▶ **Work instructions**: Restate word for word the span that opens with the line containing "Find the building" and closes with the final line of the data; give only those lines.

** Data to process follows **

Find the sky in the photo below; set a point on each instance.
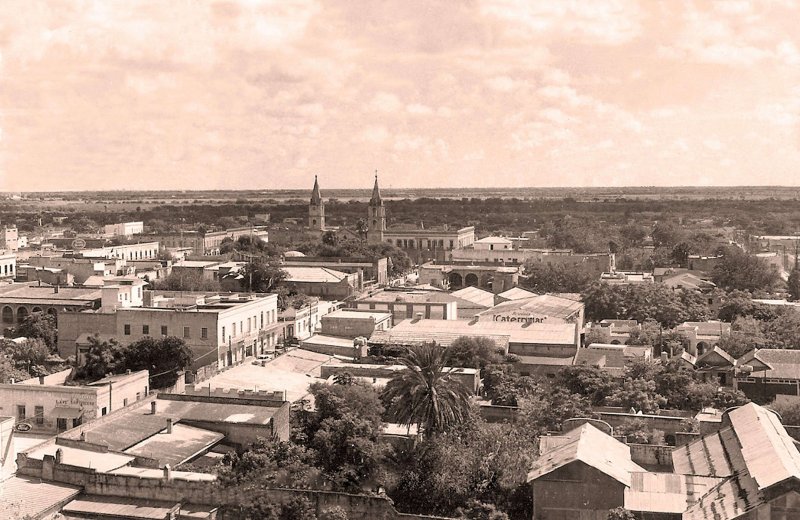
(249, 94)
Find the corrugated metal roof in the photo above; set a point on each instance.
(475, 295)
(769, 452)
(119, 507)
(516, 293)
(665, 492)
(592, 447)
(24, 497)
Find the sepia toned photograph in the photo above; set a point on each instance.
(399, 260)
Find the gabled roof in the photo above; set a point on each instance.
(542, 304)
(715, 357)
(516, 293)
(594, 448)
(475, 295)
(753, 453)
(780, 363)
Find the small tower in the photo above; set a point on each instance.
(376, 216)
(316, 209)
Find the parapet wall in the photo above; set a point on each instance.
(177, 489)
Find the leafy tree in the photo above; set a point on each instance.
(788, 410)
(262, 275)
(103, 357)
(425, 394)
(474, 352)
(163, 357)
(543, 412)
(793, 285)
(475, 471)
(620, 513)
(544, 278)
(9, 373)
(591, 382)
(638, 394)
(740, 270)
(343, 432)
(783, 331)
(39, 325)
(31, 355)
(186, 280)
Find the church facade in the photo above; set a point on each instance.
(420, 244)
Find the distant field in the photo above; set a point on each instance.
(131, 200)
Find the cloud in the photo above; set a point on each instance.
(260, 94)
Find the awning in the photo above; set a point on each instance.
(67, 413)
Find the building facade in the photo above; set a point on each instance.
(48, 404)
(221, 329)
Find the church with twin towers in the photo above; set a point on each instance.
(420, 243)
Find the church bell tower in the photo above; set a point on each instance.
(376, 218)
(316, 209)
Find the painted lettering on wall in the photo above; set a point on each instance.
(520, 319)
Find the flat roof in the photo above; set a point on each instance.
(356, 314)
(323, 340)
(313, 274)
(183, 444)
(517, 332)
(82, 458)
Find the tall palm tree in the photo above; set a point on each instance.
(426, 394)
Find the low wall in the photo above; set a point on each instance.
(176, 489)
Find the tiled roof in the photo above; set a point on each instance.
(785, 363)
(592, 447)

** End of Data to process **

▶ **Result of this exercise**:
Find the building facade in the photo above; set a point on each instance.
(48, 404)
(221, 329)
Find the church with twin towers in the photo above; set a point on each instance.
(420, 243)
Find the church bell tower in the photo above; set a point on each instance.
(376, 218)
(316, 209)
Find the painted lettering on wall in the photo above; set a point on each instance.
(520, 319)
Find the flat roof in the photo above; set a point on each instance.
(356, 314)
(323, 340)
(313, 274)
(183, 444)
(517, 332)
(82, 458)
Find the tall palm tree in the photo above; set a point on each instance.
(426, 394)
Find the low wall in the photo above; set a point on each instance.
(176, 489)
Find the tiled roof in the photo above; set a point on each instance.
(785, 363)
(592, 447)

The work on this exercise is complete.